== Segment start ==

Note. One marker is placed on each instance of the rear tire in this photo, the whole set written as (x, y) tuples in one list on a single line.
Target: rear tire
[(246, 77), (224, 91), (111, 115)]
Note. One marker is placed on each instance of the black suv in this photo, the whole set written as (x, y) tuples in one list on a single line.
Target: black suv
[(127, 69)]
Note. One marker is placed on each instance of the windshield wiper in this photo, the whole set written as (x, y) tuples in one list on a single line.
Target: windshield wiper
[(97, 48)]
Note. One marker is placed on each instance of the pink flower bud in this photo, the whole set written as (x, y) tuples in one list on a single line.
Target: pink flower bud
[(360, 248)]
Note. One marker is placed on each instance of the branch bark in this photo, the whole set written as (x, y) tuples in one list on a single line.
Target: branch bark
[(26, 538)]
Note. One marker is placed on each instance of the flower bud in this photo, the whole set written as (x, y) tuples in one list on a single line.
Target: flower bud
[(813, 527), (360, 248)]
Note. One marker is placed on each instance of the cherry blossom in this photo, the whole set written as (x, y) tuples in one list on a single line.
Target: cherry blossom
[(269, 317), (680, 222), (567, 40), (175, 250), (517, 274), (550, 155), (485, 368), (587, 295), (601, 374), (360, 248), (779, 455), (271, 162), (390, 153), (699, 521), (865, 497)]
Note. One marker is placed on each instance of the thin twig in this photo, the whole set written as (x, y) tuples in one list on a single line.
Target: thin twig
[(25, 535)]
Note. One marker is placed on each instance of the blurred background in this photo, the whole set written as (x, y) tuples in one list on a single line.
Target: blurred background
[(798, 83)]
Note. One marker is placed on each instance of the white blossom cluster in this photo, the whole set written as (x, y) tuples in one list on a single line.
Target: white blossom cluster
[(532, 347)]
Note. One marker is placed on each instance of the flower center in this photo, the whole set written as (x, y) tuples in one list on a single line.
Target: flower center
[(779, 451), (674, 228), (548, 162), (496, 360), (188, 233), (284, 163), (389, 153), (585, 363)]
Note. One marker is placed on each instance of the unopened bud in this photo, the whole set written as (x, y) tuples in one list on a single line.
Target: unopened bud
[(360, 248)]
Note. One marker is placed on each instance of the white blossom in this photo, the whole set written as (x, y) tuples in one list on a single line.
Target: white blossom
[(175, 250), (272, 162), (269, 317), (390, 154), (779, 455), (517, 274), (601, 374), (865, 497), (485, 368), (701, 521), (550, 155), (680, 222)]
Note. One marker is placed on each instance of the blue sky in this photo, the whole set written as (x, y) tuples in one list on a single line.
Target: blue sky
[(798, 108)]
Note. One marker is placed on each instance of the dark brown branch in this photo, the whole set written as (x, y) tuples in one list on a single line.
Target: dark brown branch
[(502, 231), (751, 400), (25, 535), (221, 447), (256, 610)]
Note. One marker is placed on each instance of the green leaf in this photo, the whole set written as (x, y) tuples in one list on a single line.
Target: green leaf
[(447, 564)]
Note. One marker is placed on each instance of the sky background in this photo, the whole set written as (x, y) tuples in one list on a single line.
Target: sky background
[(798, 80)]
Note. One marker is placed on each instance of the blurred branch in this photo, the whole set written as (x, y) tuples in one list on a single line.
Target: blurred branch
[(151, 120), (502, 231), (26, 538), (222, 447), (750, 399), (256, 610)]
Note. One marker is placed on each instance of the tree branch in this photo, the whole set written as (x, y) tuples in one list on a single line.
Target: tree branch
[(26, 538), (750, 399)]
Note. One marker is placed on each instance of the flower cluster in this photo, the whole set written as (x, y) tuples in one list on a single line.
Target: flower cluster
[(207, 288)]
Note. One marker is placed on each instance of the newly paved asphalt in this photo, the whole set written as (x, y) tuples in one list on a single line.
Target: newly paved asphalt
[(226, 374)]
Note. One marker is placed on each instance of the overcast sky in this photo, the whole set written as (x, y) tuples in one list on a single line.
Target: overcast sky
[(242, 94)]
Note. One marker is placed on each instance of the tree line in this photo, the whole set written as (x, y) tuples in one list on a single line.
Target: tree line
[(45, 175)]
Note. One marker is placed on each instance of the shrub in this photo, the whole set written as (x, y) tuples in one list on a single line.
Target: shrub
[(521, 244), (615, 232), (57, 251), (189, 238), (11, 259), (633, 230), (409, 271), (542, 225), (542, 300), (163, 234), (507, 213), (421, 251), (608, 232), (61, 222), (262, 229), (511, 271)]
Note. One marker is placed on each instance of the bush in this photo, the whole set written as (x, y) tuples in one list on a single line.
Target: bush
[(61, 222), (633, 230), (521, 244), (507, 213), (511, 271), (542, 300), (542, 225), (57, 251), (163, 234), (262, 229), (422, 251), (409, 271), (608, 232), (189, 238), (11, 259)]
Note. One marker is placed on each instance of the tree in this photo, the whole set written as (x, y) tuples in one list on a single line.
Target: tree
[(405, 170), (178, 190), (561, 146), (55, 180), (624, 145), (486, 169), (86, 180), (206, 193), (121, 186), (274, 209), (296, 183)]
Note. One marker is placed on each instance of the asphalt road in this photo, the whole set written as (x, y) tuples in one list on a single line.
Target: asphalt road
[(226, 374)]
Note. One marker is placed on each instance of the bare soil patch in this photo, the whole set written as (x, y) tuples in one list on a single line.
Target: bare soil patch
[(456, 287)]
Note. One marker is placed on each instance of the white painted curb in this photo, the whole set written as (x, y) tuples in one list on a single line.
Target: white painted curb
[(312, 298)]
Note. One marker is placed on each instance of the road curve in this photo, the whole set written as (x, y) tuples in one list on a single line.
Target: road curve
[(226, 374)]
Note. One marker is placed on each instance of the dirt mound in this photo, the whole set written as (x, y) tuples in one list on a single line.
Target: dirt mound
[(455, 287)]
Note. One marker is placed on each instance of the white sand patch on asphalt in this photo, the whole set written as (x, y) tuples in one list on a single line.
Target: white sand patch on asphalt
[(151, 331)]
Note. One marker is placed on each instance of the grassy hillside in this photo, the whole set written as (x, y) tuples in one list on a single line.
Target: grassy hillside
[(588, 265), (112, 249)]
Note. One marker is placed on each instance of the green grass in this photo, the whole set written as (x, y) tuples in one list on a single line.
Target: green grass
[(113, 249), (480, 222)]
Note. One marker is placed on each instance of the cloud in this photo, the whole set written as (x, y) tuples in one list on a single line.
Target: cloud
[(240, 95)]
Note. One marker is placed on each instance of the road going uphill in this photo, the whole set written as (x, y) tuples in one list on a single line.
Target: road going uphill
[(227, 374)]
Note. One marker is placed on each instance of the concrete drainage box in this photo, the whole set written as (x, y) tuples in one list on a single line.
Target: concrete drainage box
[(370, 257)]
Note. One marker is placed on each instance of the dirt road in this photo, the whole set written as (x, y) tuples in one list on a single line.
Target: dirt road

== Segment end ==

AIM OF THE EXERCISE:
The response should consist of all the entries, copied without any alteration.

ANSWER TO THE PROBLEM:
Note. One marker is placed on each instance of the rear tire in this photo, the whole set written as (x, y) tuples in one list on a single line.
Target: rear tire
[(246, 77), (224, 91), (111, 115)]
Note. One marker is placed on each instance of the black suv in this photo, the whole set written as (x, y) tuples in one list on a single line.
Target: black suv
[(127, 69)]
Note. One marker is placed on each instance of the windshield wiper in this photo, the whole set written as (x, y) tuples in one list on a single line.
Target: windshield wiper
[(97, 48)]
Note. One marker is placed on each instance of the pink flower bud in this photo, the whole set written as (x, y) tuples in one list on a single line.
Target: pink flower bud
[(360, 248)]
Note. One marker is placed on each instance of the branch bark in this photo, the whole set written as (x, y) tuples in one list on a single line.
Target: branch bark
[(26, 538)]
Note. One marker is placed on each instance of the flower bud in this photo, the whole set written as (x, y) tuples in one list on a single line.
Target: flower bud
[(813, 527), (360, 248)]
Note. One marker is placed on each instance of the cherry blossom in this photo, the whole set written as (x, y) tuples in one list on a single line.
Target: cherry blossom
[(269, 317), (680, 222), (567, 40), (175, 250), (517, 274), (550, 155), (485, 368), (587, 295), (601, 374), (360, 248), (779, 455), (271, 162), (390, 153), (699, 521), (865, 497)]
Note. One marker is placed on each instance of the thin twig in this photo, the whole set written as (x, y) tuples in one list on a single line.
Target: thin twig
[(25, 535)]
Note. One marker is placed on each instance of the blurred background in this photo, the whole set written as (x, y) tuples in one list on a single line.
Target: blurred background
[(798, 83)]
Note. One marker is placed on each instance of the white blossom cluster in this photo, the whole set written as (x, y) tuples in one list on a single line.
Target: white blossom cluster
[(532, 347)]
Note. One marker is placed on each instance of the flower center in this photo, the whole set written as (x, y) tuples in one list on a single line.
Target: flower center
[(779, 451), (674, 228), (548, 162), (496, 360), (188, 233), (284, 163), (389, 153), (585, 363)]
Note. One marker is placed on each instance of the unopened bud in this photo, the whole set written as (x, y) tuples in one list on a single line.
Target: unopened bud
[(360, 248)]
Note. One marker is placed on each instance of the white blossom in this photo, the whole set written as (x, y) tuples in one list on a single line.
Target: white blossom
[(175, 250), (272, 162), (269, 317), (390, 154), (779, 455), (517, 274), (601, 374), (865, 497), (485, 368), (701, 521), (550, 155), (680, 222)]
Note. One marker is placed on each instance of the blue sky in this photo, the whole set written as (x, y) tuples in one list on a single line.
Target: blue sky
[(798, 108)]
Note. One marker is placed on each instance of the dark brown branch in this photo, the whole set written as (x, y) tuples in one list on a single line.
Target: dark brown branch
[(502, 231), (751, 400), (25, 535), (221, 447), (256, 610)]
Note. One marker is placed on each instance of the green leaf in this photo, the whole set written as (x, y) tuples in one list on a single line.
Target: green leaf
[(447, 564)]
Note. One marker is placed on each instance of the sky background in this photo, the whole set written as (x, y) tuples in one list on a single line.
Target: sky background
[(798, 80)]
Note. One marker is placed on each instance of the blurred branch in this photo, the whole set written as (x, y) tuples in one list on a single line.
Target: blurred branch
[(151, 120), (502, 231), (26, 538), (222, 447), (750, 399), (256, 610)]
Note. One marker is placed on each instance of the tree branch in this photo, the whole set written as (x, y) tuples in one list on a single line.
Target: tree branch
[(26, 538), (750, 399)]
Note. One marker is placed on each instance of the flower cluster in this photo, the whole set written as (x, y) tuples in one list on a single line.
Target: flower cluster
[(207, 288)]
Note. One marker is placed on each instance of the newly paved asphalt in this photo, the whole set written as (x, y) tuples in one list on a single line.
Target: newly paved asphalt
[(226, 374)]
Note. One marker is placed on each instance of the overcast sky in this photo, the whole set written as (x, y) tuples in one list on a single line.
Target: overcast sky
[(242, 94)]
Note. One marker is placed on each instance of the tree line in this photo, the whole set written as (x, y) tuples in one list on a single line.
Target: tree line
[(45, 175)]
Note. One marker is placed on each instance of the shrub in this photo, the whole set written as (x, y) tuples in one list on a single line.
Target: shrub
[(521, 244), (615, 232), (57, 251), (189, 238), (11, 259), (633, 230), (409, 271), (542, 225), (542, 300), (163, 234), (507, 213), (421, 251), (608, 232), (61, 222), (262, 229), (511, 271)]
Note. One marker is placed on each instance of the bush in this photo, the whole set written as (x, y) tuples in one list on a single line.
Target: bush
[(61, 222), (633, 230), (521, 244), (507, 213), (511, 271), (542, 300), (542, 225), (57, 251), (163, 234), (262, 229), (422, 251), (409, 271), (608, 232), (189, 238), (11, 259)]
Note. One marker is placed on each instance of the tree in this photo, the whole set written as (x, y) tuples in one list on a single line.
Target: tree
[(405, 170), (178, 190), (561, 146), (55, 180), (624, 145), (486, 169), (86, 180), (206, 193), (121, 186), (274, 209), (296, 183)]
Note. One marker is placed on each instance of the asphalt road in this photo, the whole set written as (x, y) tuples in one list on a single line.
Target: asphalt road
[(226, 374)]
Note. One marker is placed on each instance of the bare soil patch in this photo, the whole set written as (x, y) tuples in one list on a single line.
Target: bare soil patch
[(456, 287)]
Note. One marker is placed on each instance of the white painted curb in this photo, the whole set written as (x, y) tuples in one list on a single line.
Target: white painted curb
[(312, 298)]
Note. One marker is placed on each instance of the road curve in this photo, the whole set written as (x, y) tuples in one list on a single line.
Target: road curve
[(226, 374)]
Note. One marker is placed on each instance of the dirt mound in this photo, the whole set written as (x, y) tuples in one list on a single line.
Target: dirt mound
[(455, 287)]
Note. One marker is placed on each instance of the white sand patch on asphalt in this photo, the whole set written as (x, y) tuples in one list on a single line.
Target: white sand patch on asphalt
[(151, 331)]
Note. One marker is placed on each instance of the grassy hillside in this photo, the whole set written as (x, y) tuples in one list on a single line.
Target: grassy hillside
[(588, 265), (112, 249)]
Note. One marker is placed on each instance of the green grass in this photo, the whole set written as (x, y) tuples in one list on a single line.
Target: green grass
[(113, 249), (480, 222)]
Note. One marker is placed on each instance of the cloud in this photo, the whole set written as (x, y) tuples in one list on a single line.
Target: cloud
[(240, 95)]
Note. One marker is placed on each instance of the road going uphill in this photo, the whole set written as (x, y) tuples in one list on a single line.
Target: road going uphill
[(227, 374)]
Note. One marker is placed on each instance of the concrete drainage box in this photo, the whole set written as (x, y) tuples in one list on a single line.
Target: concrete drainage box
[(370, 257)]
Note. One marker is placed on each instance of the dirt road in this photo, the whole set written as (x, y) tuples in one list on a single line.
Target: dirt road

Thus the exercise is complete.